**Task material**
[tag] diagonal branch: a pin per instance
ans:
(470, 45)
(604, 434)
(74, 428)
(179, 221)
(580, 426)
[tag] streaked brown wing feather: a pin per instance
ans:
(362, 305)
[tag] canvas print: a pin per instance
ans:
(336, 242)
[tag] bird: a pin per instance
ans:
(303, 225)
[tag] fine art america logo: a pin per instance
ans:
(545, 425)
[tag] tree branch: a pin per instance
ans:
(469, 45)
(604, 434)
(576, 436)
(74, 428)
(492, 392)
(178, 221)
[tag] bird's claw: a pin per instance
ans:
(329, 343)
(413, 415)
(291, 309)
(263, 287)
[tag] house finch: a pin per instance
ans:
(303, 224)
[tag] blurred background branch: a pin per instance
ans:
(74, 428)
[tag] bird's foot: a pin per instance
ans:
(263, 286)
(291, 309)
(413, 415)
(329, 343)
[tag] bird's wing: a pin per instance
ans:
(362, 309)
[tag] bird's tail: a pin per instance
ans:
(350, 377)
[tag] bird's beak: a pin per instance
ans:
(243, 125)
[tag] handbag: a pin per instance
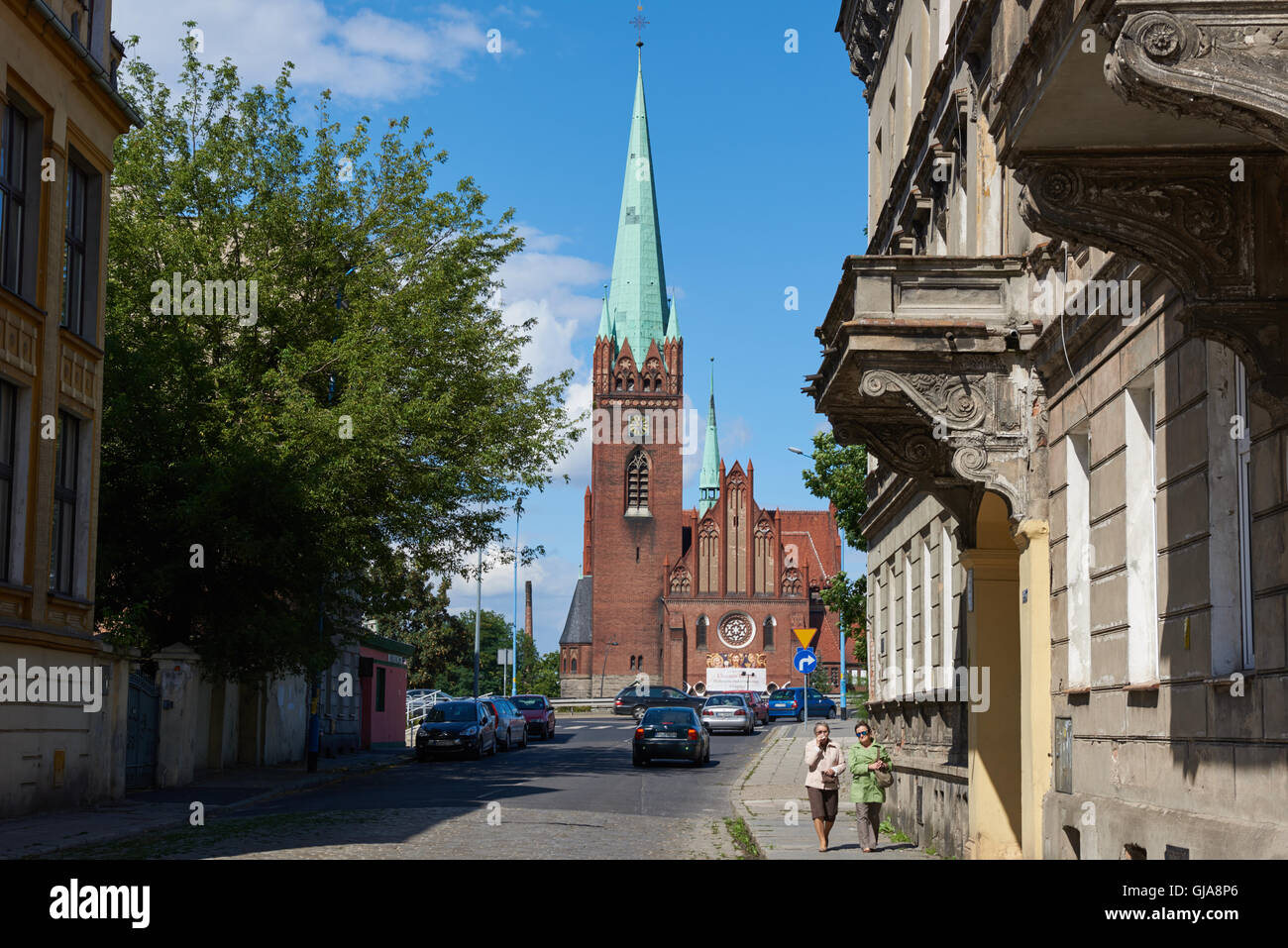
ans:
(884, 779)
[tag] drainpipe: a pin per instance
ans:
(97, 72)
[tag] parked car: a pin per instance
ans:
(674, 733)
(635, 700)
(539, 714)
(786, 702)
(728, 712)
(456, 728)
(758, 703)
(510, 725)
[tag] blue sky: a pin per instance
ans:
(760, 165)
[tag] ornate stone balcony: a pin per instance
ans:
(925, 361)
(1157, 129)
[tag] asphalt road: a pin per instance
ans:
(575, 796)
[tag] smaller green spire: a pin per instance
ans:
(673, 322)
(708, 481)
(605, 330)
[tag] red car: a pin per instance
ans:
(539, 712)
(509, 721)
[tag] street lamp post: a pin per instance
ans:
(845, 710)
(514, 629)
(478, 617)
(604, 670)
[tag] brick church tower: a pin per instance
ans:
(695, 597)
(634, 504)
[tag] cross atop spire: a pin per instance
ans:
(639, 24)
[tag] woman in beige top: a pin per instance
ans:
(824, 764)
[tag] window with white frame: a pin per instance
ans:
(63, 559)
(21, 142)
(1077, 554)
(947, 638)
(1243, 467)
(9, 476)
(906, 616)
(1141, 539)
(927, 627)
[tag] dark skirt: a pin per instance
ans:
(822, 802)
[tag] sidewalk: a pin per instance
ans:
(776, 781)
(44, 833)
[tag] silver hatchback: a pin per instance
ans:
(728, 712)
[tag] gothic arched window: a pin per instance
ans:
(763, 559)
(636, 483)
(708, 558)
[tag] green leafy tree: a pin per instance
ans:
(541, 674)
(439, 639)
(266, 472)
(838, 475)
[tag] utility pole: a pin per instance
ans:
(478, 618)
(514, 627)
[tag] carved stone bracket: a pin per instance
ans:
(938, 385)
(1210, 231)
(1225, 60)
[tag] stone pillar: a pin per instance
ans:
(176, 743)
(992, 644)
(1035, 719)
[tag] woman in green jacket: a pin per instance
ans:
(866, 793)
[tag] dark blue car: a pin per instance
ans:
(786, 702)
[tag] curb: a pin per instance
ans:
(735, 805)
(303, 786)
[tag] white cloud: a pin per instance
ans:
(542, 283)
(366, 54)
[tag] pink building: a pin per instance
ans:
(382, 675)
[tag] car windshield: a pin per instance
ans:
(668, 715)
(452, 714)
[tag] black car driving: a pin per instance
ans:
(456, 727)
(674, 733)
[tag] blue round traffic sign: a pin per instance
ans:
(804, 661)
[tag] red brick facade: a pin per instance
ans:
(657, 569)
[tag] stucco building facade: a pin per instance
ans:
(1065, 351)
(59, 117)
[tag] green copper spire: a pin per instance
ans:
(605, 326)
(673, 324)
(635, 300)
(708, 484)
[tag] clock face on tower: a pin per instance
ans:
(636, 428)
(737, 631)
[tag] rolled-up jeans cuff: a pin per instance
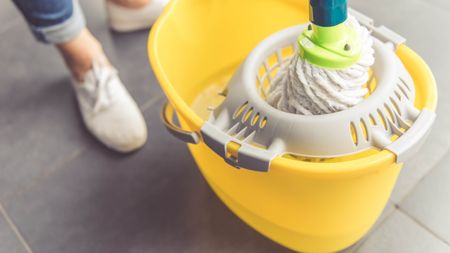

**Activity**
Instructions for the listing above: set down every entry exactly and drop any image.

**Response area**
[tag] diagonal branch: a pin per instance
ans:
(470, 45)
(604, 434)
(74, 428)
(179, 221)
(580, 426)
[tag] streaked brown wing feather: a pin per instance
ans:
(362, 305)
[tag] canvas print: a pin per instance
ans:
(336, 242)
[tag] bird: a pin per instance
ans:
(303, 225)
[tag] fine art america logo: a pin per instance
ans:
(545, 425)
[tag] tree branch: a pin per instance
ans:
(469, 45)
(604, 434)
(576, 436)
(74, 428)
(492, 392)
(178, 221)
[tag] bird's claw: a pin per instance
ans:
(329, 343)
(413, 415)
(291, 309)
(263, 287)
[tag] house finch: a pin per instance
ans:
(303, 224)
[tag] blurred background branch: a pin per instance
ans:
(74, 428)
[tag] bird's foot: a pin per instance
ans:
(263, 286)
(291, 309)
(413, 415)
(329, 343)
[tag] bird's wing: a pin per instance
ans:
(362, 309)
[tag] bird's tail: a pin per instance
ans:
(350, 377)
[tag] bird's beak: a pin per instance
ans:
(243, 125)
[tag] handbag: a pin per instance
ans:
(884, 779)
[tag] drainpipe: a pin per instance
ans:
(97, 72)
[tag] parked car: a pin per instance
ans:
(674, 733)
(635, 700)
(539, 714)
(786, 702)
(728, 712)
(456, 728)
(758, 703)
(510, 725)
[tag] blue sky: a pin per instance
ans:
(760, 165)
[tag] ornate stone balcony: a pin per instance
ans:
(925, 361)
(1157, 129)
[tag] asphalt road: a pin per instance
ans:
(575, 796)
[tag] smaller green spire: a pin per instance
ans:
(673, 322)
(708, 481)
(605, 330)
[tag] red car: a pin per instance
ans:
(539, 712)
(509, 721)
[tag] street lamp post: a pin per instance
ans:
(845, 710)
(514, 629)
(478, 617)
(604, 670)
[tag] brick church tower: a pin per instance
ans:
(695, 597)
(634, 504)
[tag] cross atop spire: a pin per instance
ans:
(639, 24)
[tag] woman in beige top: a pin per instance
ans:
(824, 764)
[tag] window with white frame: a pin per instance
ans:
(63, 559)
(21, 142)
(1077, 554)
(947, 638)
(1243, 467)
(9, 476)
(906, 616)
(1141, 539)
(927, 627)
[tag] dark skirt: a pin per instance
ans:
(822, 802)
[tag] sidewalk: a pin per instance
ans:
(776, 781)
(44, 833)
[tag] silver hatchback: a pin per instance
ans:
(728, 712)
[tag] gothic arched window: a pin per instance
ans:
(763, 559)
(636, 483)
(708, 558)
[tag] green leafy tree: a pin per instance
ans:
(541, 674)
(439, 639)
(266, 472)
(838, 475)
[tag] utility pole: a pin per instance
ans:
(478, 618)
(514, 627)
[tag] carved stone bracket: a pin per instance
ans:
(938, 385)
(1210, 231)
(1225, 60)
[tag] stone pillar: a pin per instance
ans:
(176, 743)
(992, 644)
(1035, 719)
[tag] woman in green jacket: a pin per instance
ans:
(866, 793)
[tag] dark blue car: a pin per instance
ans:
(786, 702)
[tag] curb: a pin per instance
ans:
(735, 805)
(303, 786)
[tag] white cloud: a pin per instance
ans:
(542, 283)
(366, 54)
[tag] pink building: a pin per instance
ans:
(382, 675)
[tag] car windshield: a pin per instance
ans:
(668, 715)
(452, 714)
[tag] black car driving: a pin per instance
ans:
(456, 727)
(674, 733)
[tag] blue round traffic sign: a pin per instance
ans:
(804, 661)
[tag] red brick facade: a pin per instance
ans:
(657, 569)
[tag] stucco building facade: a pin per instance
ans:
(1065, 351)
(59, 117)
[tag] green copper spire: a pin per instance
ans:
(605, 326)
(673, 324)
(635, 300)
(708, 484)
[tag] clock face on tower: a pin per instance
ans:
(636, 428)
(737, 631)
[tag] rolled-up jeans cuff: a pin per instance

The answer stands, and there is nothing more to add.